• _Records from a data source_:
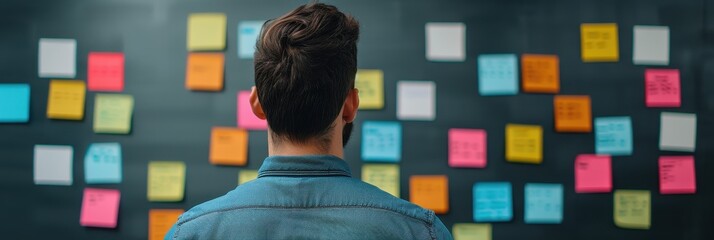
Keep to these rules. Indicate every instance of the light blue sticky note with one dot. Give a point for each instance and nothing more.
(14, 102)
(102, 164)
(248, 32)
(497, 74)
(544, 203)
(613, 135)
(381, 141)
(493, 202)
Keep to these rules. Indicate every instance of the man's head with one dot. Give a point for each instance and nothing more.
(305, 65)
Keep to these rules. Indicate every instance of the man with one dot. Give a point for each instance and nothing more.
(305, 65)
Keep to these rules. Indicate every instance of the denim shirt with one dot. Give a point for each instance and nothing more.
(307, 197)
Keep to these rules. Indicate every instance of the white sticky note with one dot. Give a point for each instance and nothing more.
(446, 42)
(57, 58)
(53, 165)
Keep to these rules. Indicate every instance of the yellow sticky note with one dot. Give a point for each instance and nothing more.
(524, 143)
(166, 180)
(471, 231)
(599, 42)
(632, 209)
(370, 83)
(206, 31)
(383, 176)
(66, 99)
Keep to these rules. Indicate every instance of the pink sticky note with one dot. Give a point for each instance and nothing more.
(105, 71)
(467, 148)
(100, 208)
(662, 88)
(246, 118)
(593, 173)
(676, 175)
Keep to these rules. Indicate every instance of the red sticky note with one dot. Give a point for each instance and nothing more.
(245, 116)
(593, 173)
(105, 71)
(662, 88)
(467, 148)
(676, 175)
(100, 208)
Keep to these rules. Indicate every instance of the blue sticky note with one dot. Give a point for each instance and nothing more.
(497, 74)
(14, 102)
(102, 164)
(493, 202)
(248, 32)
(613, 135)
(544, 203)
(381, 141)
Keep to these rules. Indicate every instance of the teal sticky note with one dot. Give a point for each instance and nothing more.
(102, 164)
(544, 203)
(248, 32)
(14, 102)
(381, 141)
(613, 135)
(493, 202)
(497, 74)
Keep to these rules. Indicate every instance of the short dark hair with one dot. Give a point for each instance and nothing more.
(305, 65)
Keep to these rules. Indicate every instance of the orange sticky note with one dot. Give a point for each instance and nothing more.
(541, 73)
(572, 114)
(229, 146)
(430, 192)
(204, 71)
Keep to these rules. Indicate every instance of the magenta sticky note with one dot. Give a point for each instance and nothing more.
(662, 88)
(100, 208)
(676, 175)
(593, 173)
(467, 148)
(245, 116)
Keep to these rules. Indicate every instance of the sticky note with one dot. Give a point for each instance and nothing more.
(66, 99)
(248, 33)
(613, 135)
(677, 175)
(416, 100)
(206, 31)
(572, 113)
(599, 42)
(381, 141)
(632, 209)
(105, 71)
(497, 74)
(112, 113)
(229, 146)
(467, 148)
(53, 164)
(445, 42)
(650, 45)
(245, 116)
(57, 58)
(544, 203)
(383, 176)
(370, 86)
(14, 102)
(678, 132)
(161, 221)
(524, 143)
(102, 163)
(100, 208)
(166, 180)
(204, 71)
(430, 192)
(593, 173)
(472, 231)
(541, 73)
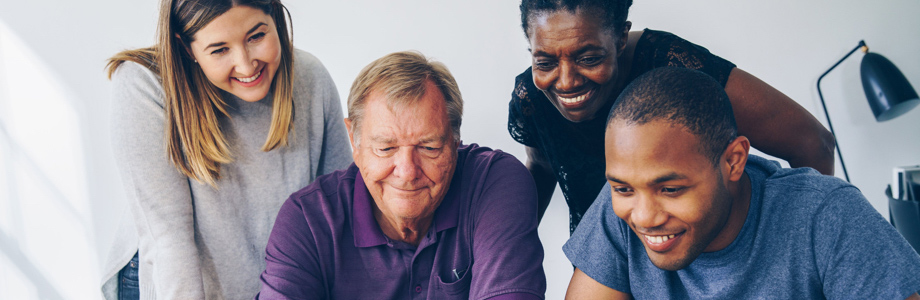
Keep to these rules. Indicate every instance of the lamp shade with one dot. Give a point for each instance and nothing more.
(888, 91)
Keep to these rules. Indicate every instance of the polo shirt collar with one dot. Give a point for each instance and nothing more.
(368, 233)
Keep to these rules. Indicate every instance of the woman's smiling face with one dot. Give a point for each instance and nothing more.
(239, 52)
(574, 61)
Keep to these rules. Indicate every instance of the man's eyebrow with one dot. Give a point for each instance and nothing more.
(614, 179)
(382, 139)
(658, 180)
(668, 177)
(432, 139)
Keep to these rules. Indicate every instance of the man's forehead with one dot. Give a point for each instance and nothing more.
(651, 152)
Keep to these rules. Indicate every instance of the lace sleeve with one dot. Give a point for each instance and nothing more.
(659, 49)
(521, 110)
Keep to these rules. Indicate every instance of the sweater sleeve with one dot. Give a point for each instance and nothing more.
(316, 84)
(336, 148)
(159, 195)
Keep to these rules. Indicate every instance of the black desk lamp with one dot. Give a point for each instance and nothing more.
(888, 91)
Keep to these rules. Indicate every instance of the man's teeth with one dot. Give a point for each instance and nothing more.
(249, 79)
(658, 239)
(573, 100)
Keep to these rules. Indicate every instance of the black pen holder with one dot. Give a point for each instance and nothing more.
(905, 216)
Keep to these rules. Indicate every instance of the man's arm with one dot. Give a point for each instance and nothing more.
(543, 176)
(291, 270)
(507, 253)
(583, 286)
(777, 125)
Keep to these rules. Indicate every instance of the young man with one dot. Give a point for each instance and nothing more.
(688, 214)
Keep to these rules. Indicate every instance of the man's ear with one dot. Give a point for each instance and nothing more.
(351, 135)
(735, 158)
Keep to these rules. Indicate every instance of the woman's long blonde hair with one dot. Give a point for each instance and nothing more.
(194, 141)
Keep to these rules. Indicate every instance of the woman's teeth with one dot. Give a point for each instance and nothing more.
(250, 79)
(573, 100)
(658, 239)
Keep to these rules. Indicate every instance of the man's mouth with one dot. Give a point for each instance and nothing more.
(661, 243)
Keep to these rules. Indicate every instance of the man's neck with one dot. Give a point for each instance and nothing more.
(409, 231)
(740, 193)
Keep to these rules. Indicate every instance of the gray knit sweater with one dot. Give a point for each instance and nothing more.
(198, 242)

• _Work instructions_: Exactly reproduce each entry, but drop the pictures.

• _Your response_:
Keep to these rules. Indicate every instance of the light blue sticky note with one dot. Give a point for each instance and nothing more.
(14, 102)
(102, 164)
(248, 32)
(497, 74)
(544, 203)
(613, 135)
(381, 141)
(493, 202)
Keep to these rules. Indicate every instance of the man's head with one dot. Give a point for each instance and nothing more.
(305, 65)
Keep to these rules. Indicate every instance of the man with one dot. Give a point for each instance and nothing more.
(305, 65)
Keep to these rules. Indicate every instance of the denim shirt with one dot. Give a point for each instance and nothing more.
(307, 197)
Keep to these rules. Indicate every instance of the white sticky note with one dot. Give a point for each instance and nothing more.
(446, 42)
(57, 58)
(53, 165)
Keep to these rules. Indicate every instance of the yellow sticky note with one dot. Give a point for each instance and nothing more.
(524, 143)
(166, 180)
(471, 231)
(599, 42)
(632, 209)
(370, 83)
(206, 31)
(383, 176)
(66, 99)
Keep to these rules. Indicate every instance of the pink sticky note with one dot. Give a point for each instance and nothing more.
(105, 71)
(467, 148)
(100, 208)
(662, 88)
(246, 118)
(593, 173)
(676, 175)
Keep to these rules. Indicate every instance of the red sticky note with one dot. Give a point for each instance and nothing more.
(245, 116)
(593, 173)
(105, 71)
(662, 88)
(467, 148)
(676, 175)
(100, 208)
Keep to these rules. Indicate every instance of the blue sticky note with one dot. Give a point for each instance and nothing more.
(497, 74)
(14, 102)
(102, 164)
(493, 202)
(248, 32)
(613, 135)
(544, 203)
(381, 141)
Keep to these rules. Indicate every instance of the teal sticky note with one dot. Give a point for each instance and nothing more.
(102, 164)
(544, 203)
(248, 32)
(14, 102)
(381, 141)
(613, 135)
(493, 202)
(497, 74)
Keep to these rules. Indicate every instance of the short dark hair with one dot. Give a point for each instance and nothing more.
(305, 65)
Keep to these rules. Indicate every instance of the orange sticky note with one dot. Give a point for each instance and nothing more.
(541, 73)
(572, 114)
(229, 146)
(430, 192)
(204, 71)
Keep to these rules. Indicate every instance of the magenta sticky note with one dot. Give a point for each instance and nothing more.
(662, 88)
(100, 208)
(676, 175)
(593, 173)
(467, 148)
(245, 116)
Keep to these rules. Indicate every instance of the sticky note with one dot. Give a point for each instance and nothing more.
(66, 99)
(248, 33)
(613, 135)
(677, 175)
(416, 100)
(206, 31)
(572, 113)
(599, 42)
(381, 141)
(632, 209)
(105, 71)
(497, 74)
(112, 113)
(229, 146)
(467, 148)
(53, 164)
(445, 42)
(650, 45)
(245, 116)
(57, 58)
(544, 203)
(383, 176)
(370, 86)
(14, 102)
(678, 132)
(161, 221)
(524, 143)
(102, 163)
(100, 208)
(166, 180)
(204, 71)
(430, 192)
(593, 173)
(472, 231)
(541, 73)
Keep to these rules. Indicate every instance of the lamp shade with one dot. Give a point for each instance and nothing more.
(888, 91)
Keep to these rules. Indicate every instance of the polo shirt collar with one dot. Give a point for each instance and nothing more.
(368, 233)
Keep to these rules. Indicate every instance of the woman's smiling face with one dot. Give a point for each instance and nothing more.
(239, 52)
(574, 61)
Keep to these rules. Indicate every instance of the man's eyebrow with one dot. Give a point for each instance and nothing more.
(614, 179)
(382, 139)
(658, 180)
(668, 177)
(432, 139)
Keep to these rules. Indicate every instance of the man's forehead with one dot. Give a point for each instance and nothing more.
(651, 152)
Keep to these rules. Indicate every instance of the lace sleeve with one dot. Give a point for each instance and nothing more.
(659, 49)
(521, 110)
Keep to these rules. Indicate every instance of the sweater sleeve with one dot. Give a point for each instance and nothing more.
(316, 84)
(336, 148)
(159, 195)
Keep to these rules. Indicate every instance of the black desk lamp with one dot. Give a point for each instance and nothing more.
(888, 91)
Keep to these rules. Indicate every instance of the man's teeth with one dot. Give a point for each instance and nothing more.
(249, 79)
(658, 239)
(573, 100)
Keep to these rules. Indicate every instance of the black pen holder with one dot. Give a point for each instance and nothing more.
(905, 216)
Keep to these rules. Indicate every instance of the man's arm with one dot. Give a point for each instance and nothing more.
(543, 176)
(291, 270)
(507, 253)
(583, 286)
(777, 125)
Keep to these rules. Indicate every instance of the young man with one dot. Give a point for each instance and nothing more.
(688, 214)
Keep to these rules. Indicate every instance of the man's ear with one dot. Give a point for each instance and nothing more.
(351, 135)
(735, 158)
Keep to these rules. Indicate every instance of the woman's long blonde hair with one dot. Give a point for each instance and nothing more.
(194, 141)
Keep to these rules. Indicate every instance of the woman's teeth with one dot. Give a point for each instance and nothing more.
(250, 79)
(573, 100)
(658, 239)
Keep to these rules. Indicate every instance of the man's mouth with one dot. Give a point for each instance and nothing more.
(661, 243)
Keep to these rules. Indicate every instance of the man's neck with one dot. Give a point for each instance and nothing more.
(409, 231)
(740, 193)
Keep to these rules. Indicate every instance of the gray knit sweater with one dot. Give a point for each instance and nothing more.
(198, 242)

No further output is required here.